• TEXTE EXTRAIT

● ● ● ● ●

VLADIMIR. – On pourrait jouer à Pozzo et Lucky.
ESTRAGON. – Connais pas.
VLADIMIR. – Moi je ferai Lucky, toi tu feras Pozzo. […]8

    Vladimir est le moteur du premier tandem. Il est l’élément dynamique, optimiste, discipliné. Il a les idées, il a une culture (biblique notamment). Estragon est plutôt l’homme de l’instinct, du doute, du désespoir. Il est le pessimiste, le passif, l’impulsif. Il mange, il dort, il a mal aux pieds. Il pense au suicide pour essayer d’en finir. Ce qui caractérise leur relation, c’est qu’ils sont inséparables tout en manifestant le désir de se séparer. Mais la nécessité de rester ensemble dans un monde en déchéance l’emporte. Sans la présence de l’autre, la vie perd toute signification :

ESTRAGON. – On se débrouille pas trop mal, hein, Didi, tous les deux ensemble?
VLADIMIR. – Mais oui, mais oui. Allez, on va essayer la gauche d’abord [la chaussure gauche].
ESTRAGON. – On trouve toujours quelque chose, hein Didi, pour nous donner l’impression d’exister. 9

   Un deuxième duo vient en quelque sorte « divertir » Didi et Gogo dans leur attente interminable. Le couple Pozzo-Lucky repose sur la domination et la violence. Les deux personnages entretiennent une relation maître-esclave, dominant-dominé, à la limite sado-maso. Pozzo est le maître, content de lui, vaniteux, cruel. Mais au fond c’est un misérable, cardiaque, puis aveugle et impotent dans le deuxième acte. Lucky est le serviteur soumis, le porteur pitoyable. Il obéit et souffre en silence, mais est satisfait de sa condition. Il est « chanceux » (en anglais « lucky ») puisque, contrairement aux autres, il n’a pas à chercher comment passer le temps : Pozzo lui dit quoi faire et il le fait. Il n’espère plus rien. La cruauté qui caractérise la relation entre Pozzo et Lucky leur rappelle qu’ils existent. La dépendance est donc réciproque : le bourreau a besoin de sa victime et vice versa. On a souvent dit que le duo symbolisait les rapports de domination dans un monde déchu, où violence et dépendance se marient facilement. Ou encore le cruel destin de l’homme, déchiré entre la raison et la volonté, l’instinct et la pensée.

● ● ● ● ●

• CONSIGNE A
Recopiez toutes les lignes du listing en mettant à l'échelle les coordonnées x et y des réponses : multipliez chacune par 2,15, arrondissez à l'entier (les demis vers le haut) et ne modifiez rien d'autre. Ne reprenez pas les images dans votre réponse.

● ● ● ● ●

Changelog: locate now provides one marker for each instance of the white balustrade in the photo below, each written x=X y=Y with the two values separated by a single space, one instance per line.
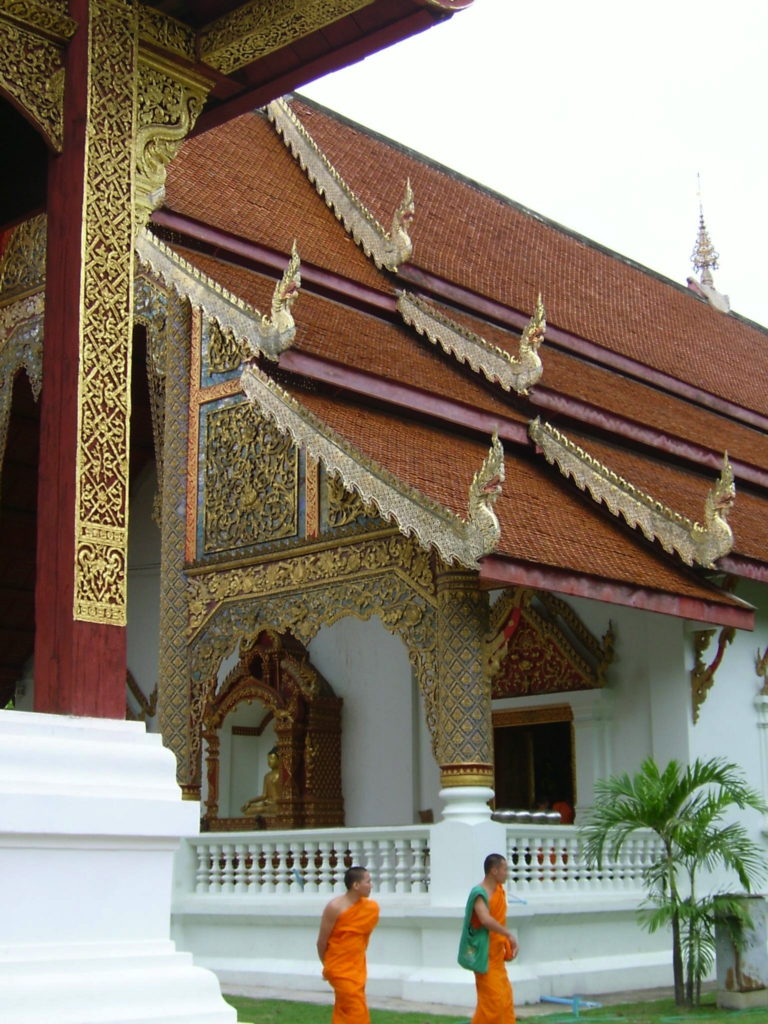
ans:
x=551 y=860
x=310 y=861
x=543 y=859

● ● ● ● ●

• CONSIGNE B
Transcrivez fidèlement le passage du texte extrait qui s'ouvre sur les mots contenant « Vladimir est le » et se clôt sur « [la chaussure gauche]. ».

• RÉPONSE ATTENDUE A
Changelog: locate now provides one marker for each instance of the white balustrade in the photo below, each written x=X y=Y with the two values separated by a single space, one instance per line.
ans:
x=1185 y=1849
x=667 y=1851
x=1167 y=1847

• RÉPONSE ATTENDUE B
Vladimir est le moteur du premier tandem. Il est l’élément dynamique, optimiste, discipliné. Il a les idées, il a une culture (biblique notamment). Estragon est plutôt l’homme de l’instinct, du doute, du désespoir. Il est le pessimiste, le passif, l’impulsif. Il mange, il dort, il a mal aux pieds. Il pense au suicide pour essayer d’en finir. Ce qui caractérise leur relation, c’est qu’ils sont inséparables tout en manifestant le désir de se séparer. Mais la nécessité de rester ensemble dans un monde en déchéance l’emporte. Sans la présence de l’autre, la vie perd toute signification :

ESTRAGON. – On se débrouille pas trop mal, hein, Didi, tous les deux ensemble?
VLADIMIR. – Mais oui, mais oui. Allez, on va essayer la gauche d’abord [la chaussure gauche].